◆ Prompt
Below, copy the material word for word, from the line with "For the scoring pass, find every instance of the navy" to the line with "[[105, 99], [162, 109], [187, 186]]", both lines included, and nothing else.
****************
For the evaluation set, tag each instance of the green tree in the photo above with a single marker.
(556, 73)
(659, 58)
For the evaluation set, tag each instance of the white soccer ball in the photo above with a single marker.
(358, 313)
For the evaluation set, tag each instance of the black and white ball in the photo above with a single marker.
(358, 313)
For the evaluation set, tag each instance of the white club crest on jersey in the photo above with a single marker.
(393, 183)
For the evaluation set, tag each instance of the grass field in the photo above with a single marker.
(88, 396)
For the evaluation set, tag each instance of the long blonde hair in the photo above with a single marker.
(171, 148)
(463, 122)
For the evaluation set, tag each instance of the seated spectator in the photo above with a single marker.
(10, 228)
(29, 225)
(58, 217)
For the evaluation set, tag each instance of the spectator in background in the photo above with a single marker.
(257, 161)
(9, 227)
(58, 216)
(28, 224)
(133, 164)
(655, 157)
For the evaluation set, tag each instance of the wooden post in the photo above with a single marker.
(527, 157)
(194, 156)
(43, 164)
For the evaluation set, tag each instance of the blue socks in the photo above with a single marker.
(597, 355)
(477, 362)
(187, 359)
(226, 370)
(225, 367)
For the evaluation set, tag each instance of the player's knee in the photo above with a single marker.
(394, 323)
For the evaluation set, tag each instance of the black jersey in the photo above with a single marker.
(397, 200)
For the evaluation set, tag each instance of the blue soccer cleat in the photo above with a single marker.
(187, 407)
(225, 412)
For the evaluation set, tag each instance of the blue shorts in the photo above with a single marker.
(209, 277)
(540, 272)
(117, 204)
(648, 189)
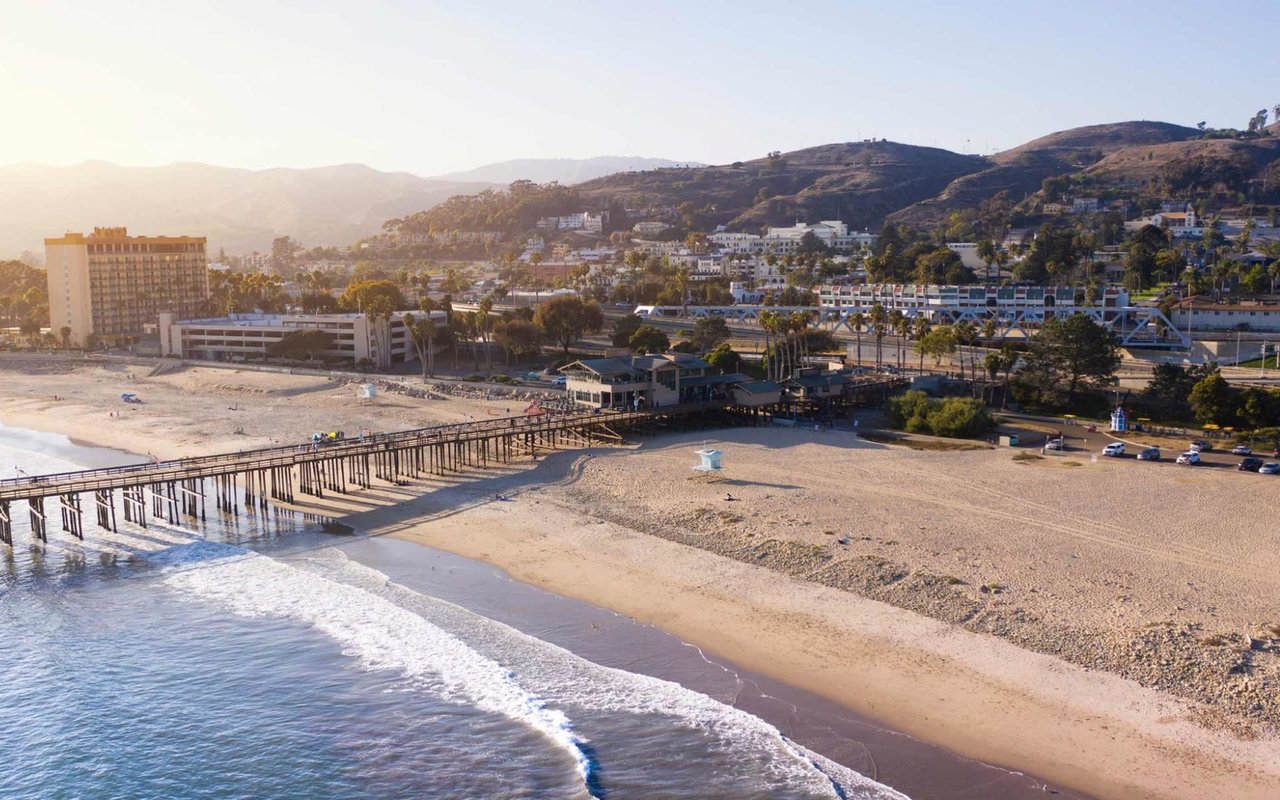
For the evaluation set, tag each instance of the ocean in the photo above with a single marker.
(264, 657)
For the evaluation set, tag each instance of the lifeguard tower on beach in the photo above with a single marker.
(708, 461)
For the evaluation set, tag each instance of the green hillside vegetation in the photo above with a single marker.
(858, 182)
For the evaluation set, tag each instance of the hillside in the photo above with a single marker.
(1238, 160)
(238, 209)
(858, 182)
(560, 170)
(1022, 169)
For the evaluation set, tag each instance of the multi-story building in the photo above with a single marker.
(113, 284)
(1010, 310)
(245, 337)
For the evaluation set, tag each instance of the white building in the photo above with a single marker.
(650, 228)
(1011, 310)
(1198, 315)
(744, 243)
(243, 337)
(968, 252)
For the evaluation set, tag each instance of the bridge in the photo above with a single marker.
(252, 479)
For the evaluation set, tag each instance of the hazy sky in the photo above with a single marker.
(430, 87)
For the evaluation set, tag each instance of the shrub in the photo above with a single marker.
(905, 407)
(955, 416)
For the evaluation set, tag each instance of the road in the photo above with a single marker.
(1084, 443)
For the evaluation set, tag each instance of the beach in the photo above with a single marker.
(1100, 625)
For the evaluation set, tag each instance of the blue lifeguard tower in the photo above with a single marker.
(1119, 420)
(709, 461)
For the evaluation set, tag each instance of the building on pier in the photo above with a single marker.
(353, 338)
(112, 284)
(645, 382)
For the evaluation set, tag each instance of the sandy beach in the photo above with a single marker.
(1106, 626)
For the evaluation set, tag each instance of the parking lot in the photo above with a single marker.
(1083, 442)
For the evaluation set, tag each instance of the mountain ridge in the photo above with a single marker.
(561, 170)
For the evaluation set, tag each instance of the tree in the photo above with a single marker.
(723, 359)
(1170, 383)
(517, 337)
(359, 295)
(880, 320)
(858, 321)
(987, 252)
(423, 333)
(1211, 398)
(938, 342)
(297, 343)
(649, 339)
(941, 265)
(1258, 407)
(708, 333)
(1075, 351)
(284, 250)
(567, 319)
(624, 329)
(484, 325)
(318, 302)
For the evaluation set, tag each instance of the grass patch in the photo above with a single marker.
(880, 437)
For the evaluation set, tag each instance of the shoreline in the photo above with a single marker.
(977, 694)
(809, 720)
(973, 694)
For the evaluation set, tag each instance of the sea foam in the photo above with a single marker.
(373, 630)
(565, 679)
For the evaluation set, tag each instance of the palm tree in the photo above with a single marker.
(965, 337)
(922, 329)
(901, 327)
(859, 321)
(878, 319)
(768, 323)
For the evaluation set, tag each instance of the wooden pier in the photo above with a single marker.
(250, 480)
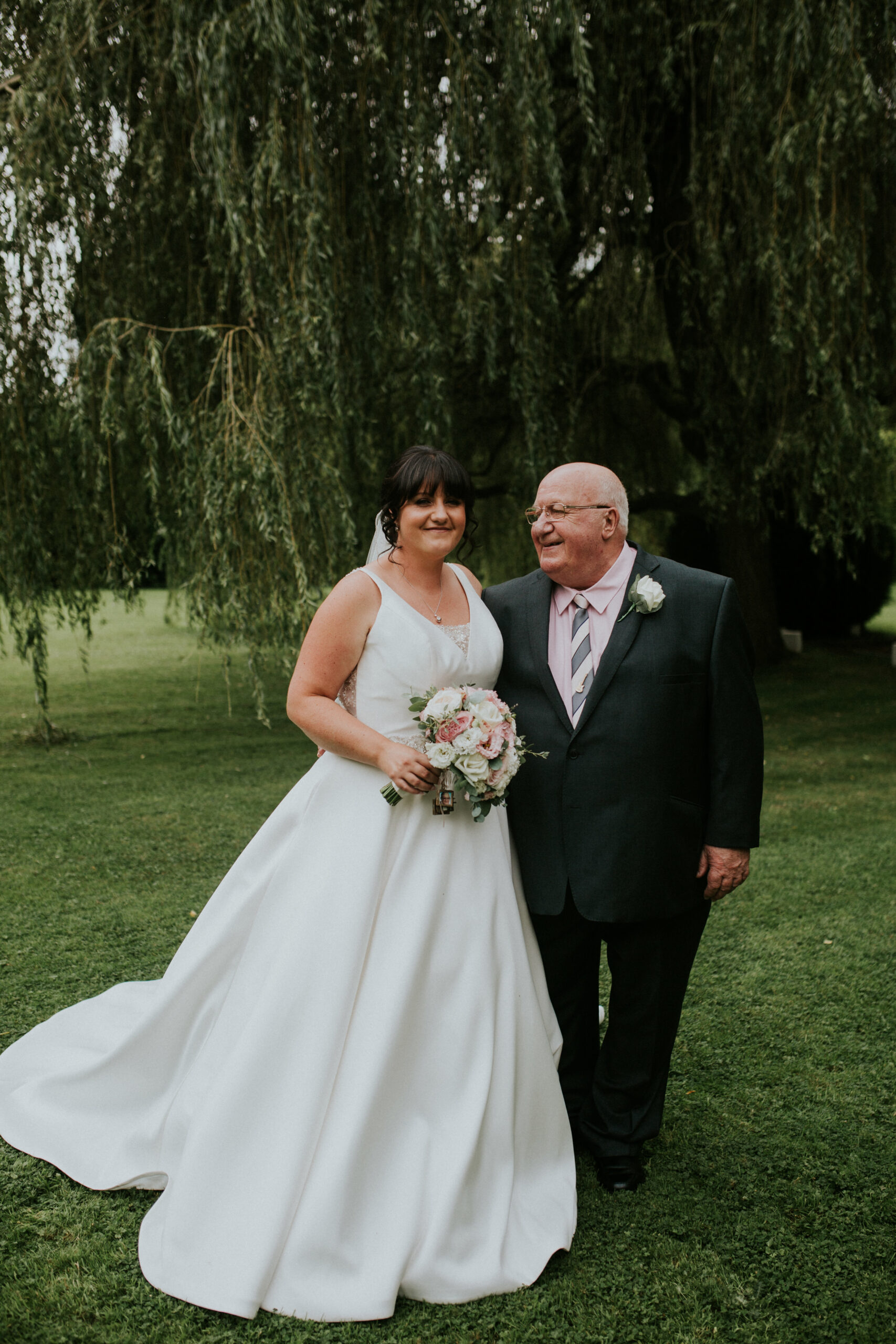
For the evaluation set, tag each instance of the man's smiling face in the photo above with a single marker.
(579, 549)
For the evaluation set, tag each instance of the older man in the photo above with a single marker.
(636, 675)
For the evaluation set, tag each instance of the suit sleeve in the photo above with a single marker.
(735, 733)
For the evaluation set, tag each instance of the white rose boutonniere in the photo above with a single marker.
(645, 597)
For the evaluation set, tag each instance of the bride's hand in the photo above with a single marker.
(407, 768)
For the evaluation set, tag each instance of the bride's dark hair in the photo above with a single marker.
(422, 469)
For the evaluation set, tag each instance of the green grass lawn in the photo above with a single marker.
(769, 1209)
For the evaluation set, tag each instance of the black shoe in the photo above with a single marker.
(618, 1174)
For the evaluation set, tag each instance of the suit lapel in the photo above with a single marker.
(539, 628)
(621, 640)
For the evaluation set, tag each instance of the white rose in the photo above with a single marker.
(468, 741)
(444, 705)
(440, 753)
(489, 713)
(647, 596)
(475, 766)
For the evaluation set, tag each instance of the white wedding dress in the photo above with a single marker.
(345, 1081)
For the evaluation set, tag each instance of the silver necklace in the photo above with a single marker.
(436, 613)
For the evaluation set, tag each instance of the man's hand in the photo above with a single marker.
(723, 870)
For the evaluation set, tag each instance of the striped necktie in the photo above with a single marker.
(582, 667)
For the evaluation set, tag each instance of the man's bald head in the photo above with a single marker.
(578, 550)
(587, 479)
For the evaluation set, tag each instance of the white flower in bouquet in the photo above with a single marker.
(472, 731)
(488, 713)
(475, 766)
(442, 705)
(440, 753)
(468, 741)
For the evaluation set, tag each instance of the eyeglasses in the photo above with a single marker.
(554, 511)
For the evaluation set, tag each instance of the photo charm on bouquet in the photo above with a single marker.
(471, 737)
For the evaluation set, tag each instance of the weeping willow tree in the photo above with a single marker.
(251, 250)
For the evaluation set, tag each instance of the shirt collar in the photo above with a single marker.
(601, 593)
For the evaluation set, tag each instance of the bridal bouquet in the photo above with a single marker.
(471, 737)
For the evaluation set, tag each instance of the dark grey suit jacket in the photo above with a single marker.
(667, 756)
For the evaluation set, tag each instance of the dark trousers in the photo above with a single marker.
(616, 1090)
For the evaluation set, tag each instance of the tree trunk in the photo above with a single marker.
(745, 554)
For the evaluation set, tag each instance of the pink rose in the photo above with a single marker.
(453, 728)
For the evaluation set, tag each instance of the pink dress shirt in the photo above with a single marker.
(605, 606)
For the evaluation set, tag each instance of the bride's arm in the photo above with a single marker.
(332, 647)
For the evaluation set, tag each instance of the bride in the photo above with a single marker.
(345, 1081)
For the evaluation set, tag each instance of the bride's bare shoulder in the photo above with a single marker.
(356, 596)
(475, 582)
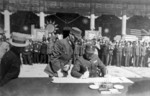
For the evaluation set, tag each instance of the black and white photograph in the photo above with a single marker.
(74, 47)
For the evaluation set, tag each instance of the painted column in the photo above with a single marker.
(92, 21)
(124, 24)
(7, 22)
(42, 19)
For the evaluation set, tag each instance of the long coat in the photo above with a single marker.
(62, 53)
(9, 67)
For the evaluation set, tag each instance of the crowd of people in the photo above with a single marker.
(118, 53)
(73, 55)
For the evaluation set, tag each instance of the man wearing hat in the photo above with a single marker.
(88, 65)
(11, 62)
(62, 54)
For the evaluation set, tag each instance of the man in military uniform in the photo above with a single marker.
(62, 54)
(88, 63)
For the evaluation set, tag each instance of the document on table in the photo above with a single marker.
(91, 80)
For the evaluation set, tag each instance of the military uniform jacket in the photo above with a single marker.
(95, 66)
(62, 53)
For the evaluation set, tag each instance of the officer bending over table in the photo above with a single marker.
(88, 65)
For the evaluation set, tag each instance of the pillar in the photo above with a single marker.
(42, 19)
(92, 21)
(124, 24)
(7, 22)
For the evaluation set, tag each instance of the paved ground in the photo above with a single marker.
(37, 70)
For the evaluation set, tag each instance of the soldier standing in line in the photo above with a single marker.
(143, 53)
(127, 52)
(43, 51)
(105, 52)
(119, 54)
(62, 54)
(110, 54)
(36, 51)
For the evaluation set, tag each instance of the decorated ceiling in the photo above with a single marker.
(83, 7)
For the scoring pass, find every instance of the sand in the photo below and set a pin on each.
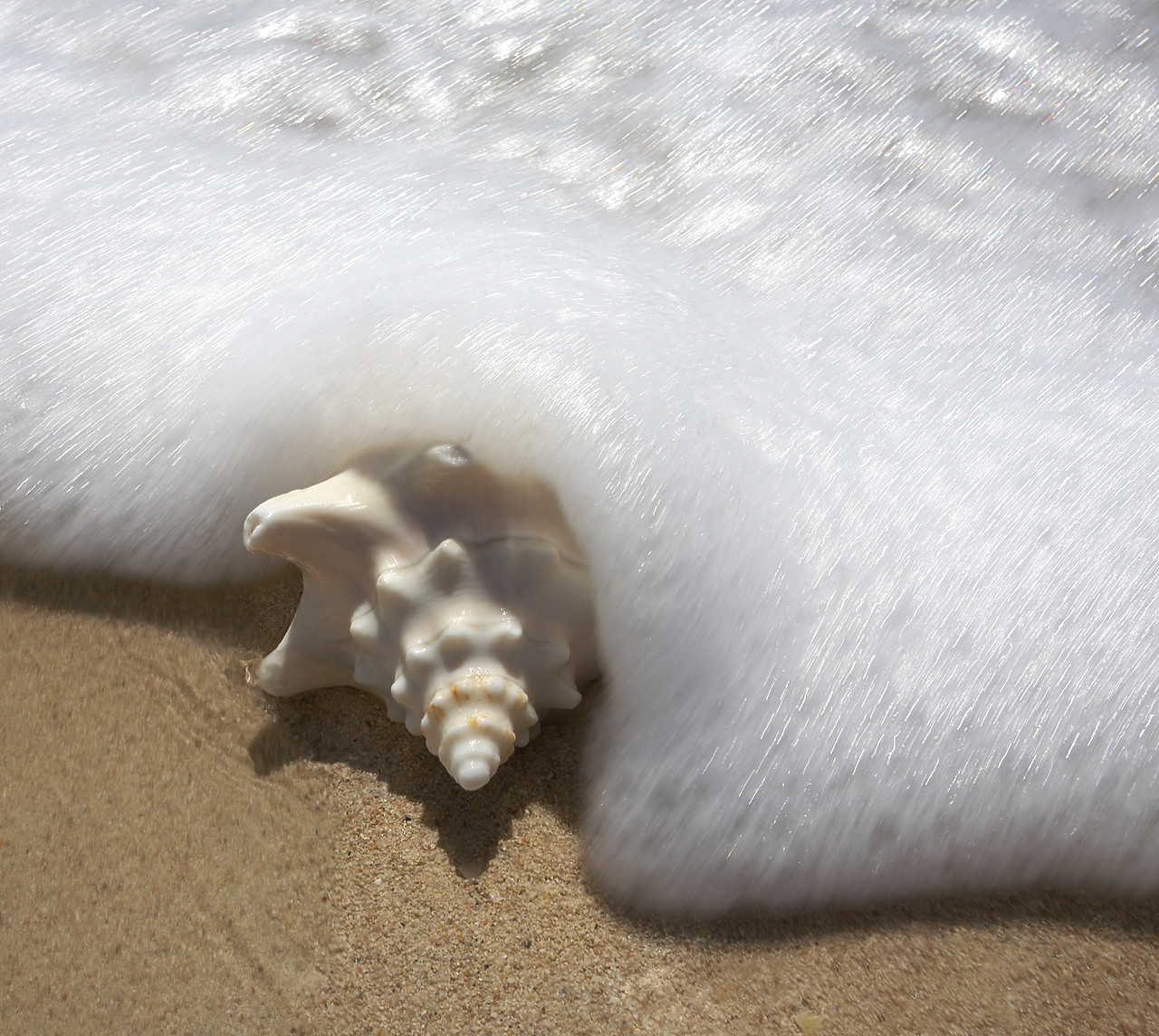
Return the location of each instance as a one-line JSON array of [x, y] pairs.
[[180, 853]]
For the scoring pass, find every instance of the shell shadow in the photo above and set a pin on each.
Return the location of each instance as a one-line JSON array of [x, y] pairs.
[[343, 725], [339, 725]]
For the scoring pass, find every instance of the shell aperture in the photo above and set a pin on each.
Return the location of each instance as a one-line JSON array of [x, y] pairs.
[[455, 595]]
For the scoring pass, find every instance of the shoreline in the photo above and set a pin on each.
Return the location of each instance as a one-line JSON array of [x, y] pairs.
[[181, 852]]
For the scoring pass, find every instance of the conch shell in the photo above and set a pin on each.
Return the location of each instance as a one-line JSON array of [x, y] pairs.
[[458, 597]]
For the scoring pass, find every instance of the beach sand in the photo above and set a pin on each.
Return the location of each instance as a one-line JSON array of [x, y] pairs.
[[180, 853]]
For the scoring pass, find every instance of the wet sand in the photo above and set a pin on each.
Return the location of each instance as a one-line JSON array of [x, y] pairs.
[[180, 853]]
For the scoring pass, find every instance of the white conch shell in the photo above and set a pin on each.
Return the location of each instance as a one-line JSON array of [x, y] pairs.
[[458, 597]]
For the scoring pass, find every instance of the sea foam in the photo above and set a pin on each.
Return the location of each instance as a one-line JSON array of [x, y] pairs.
[[832, 324]]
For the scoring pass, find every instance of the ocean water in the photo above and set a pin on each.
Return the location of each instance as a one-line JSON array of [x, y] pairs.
[[833, 326]]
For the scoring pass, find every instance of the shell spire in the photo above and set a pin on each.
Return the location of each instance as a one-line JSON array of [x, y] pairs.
[[468, 641]]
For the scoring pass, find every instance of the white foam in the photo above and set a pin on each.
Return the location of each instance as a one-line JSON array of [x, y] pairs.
[[833, 327]]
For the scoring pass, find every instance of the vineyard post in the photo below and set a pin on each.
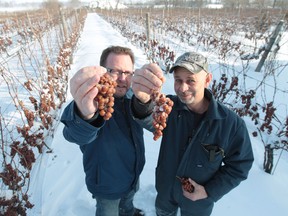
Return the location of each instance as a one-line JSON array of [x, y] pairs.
[[63, 24], [269, 46], [148, 28]]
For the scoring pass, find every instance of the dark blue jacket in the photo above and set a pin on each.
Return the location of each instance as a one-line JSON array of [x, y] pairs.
[[113, 150], [187, 153]]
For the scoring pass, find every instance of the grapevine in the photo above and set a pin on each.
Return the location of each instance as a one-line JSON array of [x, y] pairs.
[[105, 99]]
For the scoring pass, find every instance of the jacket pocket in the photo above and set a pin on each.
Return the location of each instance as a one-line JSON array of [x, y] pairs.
[[213, 152]]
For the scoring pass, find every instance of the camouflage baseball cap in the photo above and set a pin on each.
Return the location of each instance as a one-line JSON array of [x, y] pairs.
[[192, 61]]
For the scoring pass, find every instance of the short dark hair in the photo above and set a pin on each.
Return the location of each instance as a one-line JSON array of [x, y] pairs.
[[117, 50]]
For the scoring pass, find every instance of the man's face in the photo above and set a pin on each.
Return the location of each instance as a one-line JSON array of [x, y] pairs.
[[121, 69], [189, 87]]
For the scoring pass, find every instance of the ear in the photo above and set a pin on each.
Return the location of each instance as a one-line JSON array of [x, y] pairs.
[[208, 79]]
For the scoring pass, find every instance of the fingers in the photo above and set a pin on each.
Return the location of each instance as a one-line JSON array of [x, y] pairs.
[[198, 193], [83, 89]]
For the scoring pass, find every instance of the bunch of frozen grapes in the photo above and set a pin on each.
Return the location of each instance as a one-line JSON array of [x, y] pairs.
[[162, 108], [105, 99], [187, 186]]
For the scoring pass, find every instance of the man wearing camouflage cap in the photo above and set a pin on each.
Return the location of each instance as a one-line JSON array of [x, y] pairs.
[[204, 142]]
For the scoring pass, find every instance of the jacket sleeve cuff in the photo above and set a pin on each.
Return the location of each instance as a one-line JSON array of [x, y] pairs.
[[139, 109]]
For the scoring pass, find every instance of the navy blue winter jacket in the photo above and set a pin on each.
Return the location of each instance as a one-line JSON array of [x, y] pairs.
[[217, 155], [113, 150]]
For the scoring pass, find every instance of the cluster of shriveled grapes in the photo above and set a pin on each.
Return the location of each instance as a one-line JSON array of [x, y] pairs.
[[105, 99], [162, 109], [187, 186]]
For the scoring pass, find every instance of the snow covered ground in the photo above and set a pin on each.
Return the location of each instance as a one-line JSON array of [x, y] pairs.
[[58, 187]]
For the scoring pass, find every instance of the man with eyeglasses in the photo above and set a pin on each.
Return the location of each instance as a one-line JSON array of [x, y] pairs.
[[113, 150], [205, 149]]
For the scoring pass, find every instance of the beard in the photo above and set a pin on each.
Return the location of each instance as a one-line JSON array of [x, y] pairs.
[[186, 98]]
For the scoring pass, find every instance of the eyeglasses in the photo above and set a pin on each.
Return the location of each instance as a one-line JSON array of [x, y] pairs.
[[116, 72]]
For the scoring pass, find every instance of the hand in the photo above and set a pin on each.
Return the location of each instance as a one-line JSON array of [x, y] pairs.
[[83, 90], [198, 193], [149, 77]]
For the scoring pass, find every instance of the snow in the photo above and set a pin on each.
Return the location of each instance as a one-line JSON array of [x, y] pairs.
[[58, 187]]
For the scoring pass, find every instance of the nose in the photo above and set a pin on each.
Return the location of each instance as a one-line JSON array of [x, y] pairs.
[[183, 87], [121, 76]]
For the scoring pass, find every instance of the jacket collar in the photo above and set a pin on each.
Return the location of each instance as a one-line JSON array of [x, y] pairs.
****************
◆ Task answer
For the scoring pass, find every instance of the navy blue winter jacket in the photo above and set a pin on each.
Return the location of each instance as a one-line JSON array of [x, y] pairs.
[[217, 155], [113, 150]]
For the scoring pass, find every instance of the cluster of shriveled grapes in the photo above and set a pin on each.
Return the location of each instance as a one-line JSON array of [x, y] pairs.
[[105, 99], [162, 109], [187, 186]]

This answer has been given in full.